● **DOCUMENTO DE ORIGEM**:
**********

É totalmente equivocado falar que nos afastamos de um perfil militante. O que mais se viu no último período foi o PSOL nas lutas. Ou quem esteve na vanguarda do “Ele não!”? O crescimento de nossas bancadas não significa nem nunca significou o enfraquecimento de nosso perfil socialista e combativo. Nossos parlamentares são referência de luta e enfrentamento radical contra a extrema-direita e são assessorados por militantes que têm os pés fortamente plantados na luta de classes. Ao contrário do que afirmam alguns companheiros na atual discussão pré-congressual, é exatamente essa relação estreita com as lutas de base que dá a dinâmica de nossa organização hoje. 

Não acreditamos tampouco que somos um partido que ruma para a despolitização. Entre nossos militantes há um intenso debate político, nossa atuação tem um perfil claramente socialista, de esquerda, popular e radical. Temos em nossas fileiras intelectuais que elaboram, publicam e debatem sobre ecossocialismo, opressão, economia, gestão pública, situação mundial. A Fundação Lauro Campos e Marielle Franco promove um intenso e produtivo debate com a publicação de livros, realização de seminários e produção de materiais. É incrível, portanto, que se faça essa afirmação.

“Combinar a luta contra a extrema direita com a construção de uma alternativa” é uma bela fórmula, mas pode conduzir o partido a um erro profundo. Acontece que é impossível construir um “terceiro campo”, enquanto o primeiro campo (petismo) está sendo bombardeado pelo segundo (fascismo). O mérito do PSOL está exatamente em que se localizou corretamente no campo da unidade da esquerda e não desapareceu. Ao contrário, teve sua imagem projetada e ampliada dezenas de vezes por essa localização correta. O problema é que essa etapa não está superada. Aqueles que acham que a luta contra a extrema-direita está em segundo plano porque Bolsonaro foi derrotado e se encontra inelegível se equivocam profundamente. O governo Lula 3 será instável, boicotado e atacado todo o tempo pelo fascismo e pelo grande burguesia. Se declarar “oposição de esquerda” ao governo é se confundir com a oposição de direita e vai acabar levando o PSOL a votar pautas e medidas em unidade de ação com o que há de pior no congresso nacional e no país.

**********

● **REGISTROS DA TAREFA**:
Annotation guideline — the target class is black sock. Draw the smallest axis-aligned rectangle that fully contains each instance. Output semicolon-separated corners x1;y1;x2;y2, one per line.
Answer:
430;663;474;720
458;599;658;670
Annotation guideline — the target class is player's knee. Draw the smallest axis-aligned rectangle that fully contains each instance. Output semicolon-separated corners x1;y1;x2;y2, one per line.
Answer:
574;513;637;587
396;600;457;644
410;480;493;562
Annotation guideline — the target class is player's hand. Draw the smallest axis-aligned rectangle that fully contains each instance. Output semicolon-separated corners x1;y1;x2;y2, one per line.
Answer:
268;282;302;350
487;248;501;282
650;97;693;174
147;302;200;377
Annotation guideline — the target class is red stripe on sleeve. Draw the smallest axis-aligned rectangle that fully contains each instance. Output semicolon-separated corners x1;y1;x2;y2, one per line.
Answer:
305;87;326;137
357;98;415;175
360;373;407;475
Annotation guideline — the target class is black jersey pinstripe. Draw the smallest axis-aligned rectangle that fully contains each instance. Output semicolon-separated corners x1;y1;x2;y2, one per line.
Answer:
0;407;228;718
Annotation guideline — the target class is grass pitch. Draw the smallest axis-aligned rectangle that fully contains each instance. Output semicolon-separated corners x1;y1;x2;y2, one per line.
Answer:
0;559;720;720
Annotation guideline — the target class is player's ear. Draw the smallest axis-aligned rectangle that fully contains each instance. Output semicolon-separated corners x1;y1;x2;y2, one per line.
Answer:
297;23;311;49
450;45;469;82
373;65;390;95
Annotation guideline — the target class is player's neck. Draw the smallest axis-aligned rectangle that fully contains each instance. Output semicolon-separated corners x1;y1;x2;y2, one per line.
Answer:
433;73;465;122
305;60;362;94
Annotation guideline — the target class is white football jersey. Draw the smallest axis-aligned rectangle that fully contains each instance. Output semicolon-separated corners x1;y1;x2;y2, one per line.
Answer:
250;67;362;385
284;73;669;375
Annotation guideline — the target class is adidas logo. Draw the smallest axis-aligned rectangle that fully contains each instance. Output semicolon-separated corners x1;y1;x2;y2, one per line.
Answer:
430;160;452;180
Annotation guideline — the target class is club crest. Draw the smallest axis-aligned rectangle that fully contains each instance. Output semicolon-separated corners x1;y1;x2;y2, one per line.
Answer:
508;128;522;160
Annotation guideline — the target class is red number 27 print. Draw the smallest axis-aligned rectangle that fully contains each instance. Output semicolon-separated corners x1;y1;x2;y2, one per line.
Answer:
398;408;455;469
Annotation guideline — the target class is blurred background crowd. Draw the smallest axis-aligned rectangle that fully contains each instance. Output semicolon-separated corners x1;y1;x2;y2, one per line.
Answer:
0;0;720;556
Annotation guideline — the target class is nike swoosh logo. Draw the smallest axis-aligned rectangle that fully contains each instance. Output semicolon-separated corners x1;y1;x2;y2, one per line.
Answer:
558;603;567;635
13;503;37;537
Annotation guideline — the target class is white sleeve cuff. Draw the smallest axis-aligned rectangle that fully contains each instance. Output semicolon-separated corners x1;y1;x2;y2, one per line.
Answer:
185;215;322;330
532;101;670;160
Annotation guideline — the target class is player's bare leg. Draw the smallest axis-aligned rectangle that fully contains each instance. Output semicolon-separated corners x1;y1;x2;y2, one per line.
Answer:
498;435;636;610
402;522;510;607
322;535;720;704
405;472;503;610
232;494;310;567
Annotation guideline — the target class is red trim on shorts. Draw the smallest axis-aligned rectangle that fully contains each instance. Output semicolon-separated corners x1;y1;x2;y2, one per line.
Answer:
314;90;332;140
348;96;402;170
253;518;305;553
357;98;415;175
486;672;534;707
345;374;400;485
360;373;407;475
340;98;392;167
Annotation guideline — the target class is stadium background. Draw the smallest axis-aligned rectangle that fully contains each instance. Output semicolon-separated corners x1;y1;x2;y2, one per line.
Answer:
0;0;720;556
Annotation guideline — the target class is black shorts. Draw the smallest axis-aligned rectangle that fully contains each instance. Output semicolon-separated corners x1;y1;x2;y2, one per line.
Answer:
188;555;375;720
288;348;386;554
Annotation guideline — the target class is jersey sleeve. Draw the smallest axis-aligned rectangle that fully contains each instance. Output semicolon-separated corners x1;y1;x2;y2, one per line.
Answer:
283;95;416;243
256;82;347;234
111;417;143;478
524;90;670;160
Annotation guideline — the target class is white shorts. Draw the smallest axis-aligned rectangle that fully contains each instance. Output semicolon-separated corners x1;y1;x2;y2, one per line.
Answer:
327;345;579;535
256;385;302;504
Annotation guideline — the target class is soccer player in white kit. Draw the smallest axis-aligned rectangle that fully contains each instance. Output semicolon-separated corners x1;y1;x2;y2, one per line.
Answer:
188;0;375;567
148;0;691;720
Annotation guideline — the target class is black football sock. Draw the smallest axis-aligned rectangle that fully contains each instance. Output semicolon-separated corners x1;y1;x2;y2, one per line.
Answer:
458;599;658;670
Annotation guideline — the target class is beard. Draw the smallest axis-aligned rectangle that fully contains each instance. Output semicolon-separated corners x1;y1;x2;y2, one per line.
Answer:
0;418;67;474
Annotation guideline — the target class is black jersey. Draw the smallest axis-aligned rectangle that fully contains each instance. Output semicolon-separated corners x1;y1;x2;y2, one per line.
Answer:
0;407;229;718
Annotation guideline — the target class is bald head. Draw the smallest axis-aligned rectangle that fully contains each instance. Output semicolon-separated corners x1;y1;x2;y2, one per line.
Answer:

**********

● **TAREFAS A REALIZAR**:
**a.** Repita fielmente o trecho do texto sobre o PSOL que começa com as palavras "Não acreditamos tampouco" e termina com "faça essa afirmação.".
**b.** Apresente como tabela Markdown, com as colunas nº e Linha, os registros desde o início até a linha que contém "284;73;669;375", inclusive ela, deixando de fora as linhas em branco.

● **RESPOSTAS POR TAREFA**:
**a.**
Não acreditamos tampouco que somos um partido que ruma para a despolitização. Entre nossos militantes há um intenso debate político, nossa atuação tem um perfil claramente socialista, de esquerda, popular e radical. Temos em nossas fileiras intelectuais que elaboram, publicam e debatem sobre ecossocialismo, opressão, economia, gestão pública, situação mundial. A Fundação Lauro Campos e Marielle Franco promove um intenso e produtivo debate com a publicação de livros, realização de seminários e produção de materiais. É incrível, portanto, que se faça essa afirmação.

**b.**
| nº | Linha |
|---|---|
| 1 | Annotation guideline — the target class is black sock. Draw the smallest axis-aligned rectangle that fully contains each instance. Output semicolon-separated corners x1;y1;x2;y2, one per line. |
| 2 | Answer: |
| 3 | 430;663;474;720 |
| 4 | 458;599;658;670 |
| 5 | Annotation guideline — the target class is player's knee. Draw the smallest axis-aligned rectangle that fully contains each instance. Output semicolon-separated corners x1;y1;x2;y2, one per line. |
| 6 | Answer: |
| 7 | 574;513;637;587 |
| 8 | 396;600;457;644 |
| 9 | 410;480;493;562 |
| 10 | Annotation guideline — the target class is player's hand. Draw the smallest axis-aligned rectangle that fully contains each instance. Output semicolon-separated corners x1;y1;x2;y2, one per line. |
| 11 | Answer: |
| 12 | 268;282;302;350 |
| 13 | 487;248;501;282 |
| 14 | 650;97;693;174 |
| 15 | 147;302;200;377 |
| 16 | Annotation guideline — the target class is red stripe on sleeve. Draw the smallest axis-aligned rectangle that fully contains each instance. Output semicolon-separated corners x1;y1;x2;y2, one per line. |
| 17 | Answer: |
| 18 | 305;87;326;137 |
| 19 | 357;98;415;175 |
| 20 | 360;373;407;475 |
| 21 | Annotation guideline — the target class is black jersey pinstripe. Draw the smallest axis-aligned rectangle that fully contains each instance. Output semicolon-separated corners x1;y1;x2;y2, one per line. |
| 22 | Answer: |
| 23 | 0;407;228;718 |
| 24 | Annotation guideline — the target class is grass pitch. Draw the smallest axis-aligned rectangle that fully contains each instance. Output semicolon-separated corners x1;y1;x2;y2, one per line. |
| 25 | Answer: |
| 26 | 0;559;720;720 |
| 27 | Annotation guideline — the target class is player's ear. Draw the smallest axis-aligned rectangle that fully contains each instance. Output semicolon-separated corners x1;y1;x2;y2, one per line. |
| 28 | Answer: |
| 29 | 297;23;311;49 |
| 30 | 450;45;469;82 |
| 31 | 373;65;390;95 |
| 32 | Annotation guideline — the target class is player's neck. Draw the smallest axis-aligned rectangle that fully contains each instance. Output semicolon-separated corners x1;y1;x2;y2, one per line. |
| 33 | Answer: |
| 34 | 433;73;465;122 |
| 35 | 305;60;362;94 |
| 36 | Annotation guideline — the target class is white football jersey. Draw the smallest axis-aligned rectangle that fully contains each instance. Output semicolon-separated corners x1;y1;x2;y2, one per line. |
| 37 | Answer: |
| 38 | 250;67;362;385 |
| 39 | 284;73;669;375 |